_Directions_
Quote each of the following items verbatim, without any changes.

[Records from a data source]

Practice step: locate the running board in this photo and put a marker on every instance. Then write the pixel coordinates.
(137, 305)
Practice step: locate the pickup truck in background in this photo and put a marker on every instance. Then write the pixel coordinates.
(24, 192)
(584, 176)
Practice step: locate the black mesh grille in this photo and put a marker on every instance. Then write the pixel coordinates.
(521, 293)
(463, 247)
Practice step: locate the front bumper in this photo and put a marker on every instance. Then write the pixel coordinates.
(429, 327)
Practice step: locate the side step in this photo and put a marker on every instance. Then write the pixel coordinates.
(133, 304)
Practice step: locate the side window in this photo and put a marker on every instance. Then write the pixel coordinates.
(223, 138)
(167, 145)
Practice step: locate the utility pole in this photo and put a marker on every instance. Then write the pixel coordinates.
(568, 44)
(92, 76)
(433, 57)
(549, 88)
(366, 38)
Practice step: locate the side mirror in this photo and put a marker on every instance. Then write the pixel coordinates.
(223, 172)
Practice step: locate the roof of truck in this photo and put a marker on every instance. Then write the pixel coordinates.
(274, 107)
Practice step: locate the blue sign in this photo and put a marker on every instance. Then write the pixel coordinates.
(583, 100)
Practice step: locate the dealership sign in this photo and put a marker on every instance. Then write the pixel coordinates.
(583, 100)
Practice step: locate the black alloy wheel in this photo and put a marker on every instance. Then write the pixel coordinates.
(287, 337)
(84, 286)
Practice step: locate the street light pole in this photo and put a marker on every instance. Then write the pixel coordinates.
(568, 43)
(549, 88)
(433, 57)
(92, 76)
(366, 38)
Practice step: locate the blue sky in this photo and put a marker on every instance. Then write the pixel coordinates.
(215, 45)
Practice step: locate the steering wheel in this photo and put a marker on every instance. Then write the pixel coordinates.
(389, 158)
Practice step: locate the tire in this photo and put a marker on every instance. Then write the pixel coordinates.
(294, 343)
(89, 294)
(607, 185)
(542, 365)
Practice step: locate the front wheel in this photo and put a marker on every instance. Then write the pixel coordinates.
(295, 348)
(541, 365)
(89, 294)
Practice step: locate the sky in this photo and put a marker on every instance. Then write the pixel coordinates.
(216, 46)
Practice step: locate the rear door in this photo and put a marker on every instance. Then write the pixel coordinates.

_Exercise solution_
Practice step: locate the running board in this photo and put a marker on every instance. Then write the pixel coordinates.
(137, 305)
Practice step: locate the pickup truck in background in this photo and put a marker on every instance. Then write the pixel coordinates.
(24, 192)
(584, 176)
Practice step: locate the black mesh grille in this photo and put a marker on every instance. Then write the pixel coordinates.
(521, 293)
(463, 247)
Practice step: locate the front bumper in this photo and put a marker on every instance. Then write the pixel coordinates.
(429, 327)
Practice step: locate the side step in this photo and put a marker on every instance. Then write the pixel coordinates.
(133, 304)
Practice step: locate the side window in this photo and put a marker on every instance. Then write the pixel coordinates.
(223, 138)
(167, 145)
Practice step: locate the utility pole in this photo and put a marker on every instance. Then write the pixel coordinates.
(568, 44)
(92, 76)
(433, 57)
(549, 88)
(366, 38)
Practice step: locate the side mirror in this photo and put a marker on every instance. Then write the pixel coordinates.
(223, 172)
Practice step: locate the roof of truck in this photo and put a marker on every instance. Then write the pixel coordinates.
(274, 107)
Practice step: locate the blue sign in this photo and put a marker on every instance. Then write the pixel coordinates.
(583, 100)
Practice step: locate the dealership sign in this photo and put a marker on every instance. Then write the pixel coordinates.
(583, 100)
Practice step: locate the black alloy wheel in this photo and put a marker on every instance. Then write the pixel coordinates.
(287, 337)
(84, 286)
Practice step: locate the street light pole in this photo and put a marker on every instance. Then write the pixel coordinates.
(568, 43)
(549, 88)
(433, 57)
(92, 76)
(366, 38)
Practice step: locate the blue sky in this photo and put a marker on every instance. Then write the pixel coordinates.
(215, 45)
Practice step: locate the steering wheel in this photo and put a marker on every instance. Then write the pixel coordinates.
(389, 158)
Practice step: locate the tire in this photo and put a marker on every instance. Then write the pixel coordinates.
(294, 343)
(89, 294)
(607, 185)
(542, 365)
Practice step: locate the front wheel in this photo and put a marker on every instance. Then write the pixel coordinates.
(295, 348)
(541, 365)
(89, 294)
Practice step: locate the sky in this photo and put a marker on every instance. Then write the pixel coordinates.
(216, 46)
Practice step: locate the rear door in this photo and put a marker on every instance. Then write the pixel coordinates.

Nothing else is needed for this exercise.